• **PROBLEM TO WORK ON**: Rewrite the records from the line containing "Objective: one point per instance of the white" through the end of the records, requests included. Multiply every pixel coordinate in the answers by 1.25 and round to whole numbers, rounding halves up.

• **MATERIAL SHOWN**:
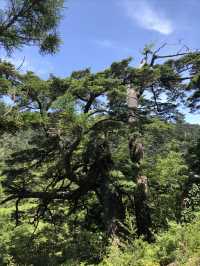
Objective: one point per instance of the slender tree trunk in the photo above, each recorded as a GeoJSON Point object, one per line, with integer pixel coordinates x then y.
{"type": "Point", "coordinates": [142, 211]}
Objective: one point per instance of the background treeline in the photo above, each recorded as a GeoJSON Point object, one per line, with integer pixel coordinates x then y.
{"type": "Point", "coordinates": [97, 168]}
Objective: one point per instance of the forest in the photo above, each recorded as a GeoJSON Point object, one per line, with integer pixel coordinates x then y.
{"type": "Point", "coordinates": [97, 168]}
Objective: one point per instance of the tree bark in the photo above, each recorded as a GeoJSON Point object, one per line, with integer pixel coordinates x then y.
{"type": "Point", "coordinates": [142, 211]}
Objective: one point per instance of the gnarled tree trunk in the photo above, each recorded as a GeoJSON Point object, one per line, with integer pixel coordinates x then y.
{"type": "Point", "coordinates": [142, 212]}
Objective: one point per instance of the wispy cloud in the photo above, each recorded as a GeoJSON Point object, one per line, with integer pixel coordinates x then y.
{"type": "Point", "coordinates": [25, 64]}
{"type": "Point", "coordinates": [146, 16]}
{"type": "Point", "coordinates": [105, 43]}
{"type": "Point", "coordinates": [112, 45]}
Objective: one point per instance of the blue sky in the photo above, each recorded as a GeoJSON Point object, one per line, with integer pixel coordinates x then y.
{"type": "Point", "coordinates": [97, 32]}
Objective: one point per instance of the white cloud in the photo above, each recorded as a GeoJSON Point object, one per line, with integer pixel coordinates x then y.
{"type": "Point", "coordinates": [24, 64]}
{"type": "Point", "coordinates": [106, 43]}
{"type": "Point", "coordinates": [146, 16]}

• **RESPONSE BELOW**:
Objective: one point per instance of the white cloud in the photo above, each recorded as a GeoJSON Point object, one per line, with integer pixel coordinates x then y.
{"type": "Point", "coordinates": [30, 80]}
{"type": "Point", "coordinates": [133, 54]}
{"type": "Point", "coordinates": [183, 20]}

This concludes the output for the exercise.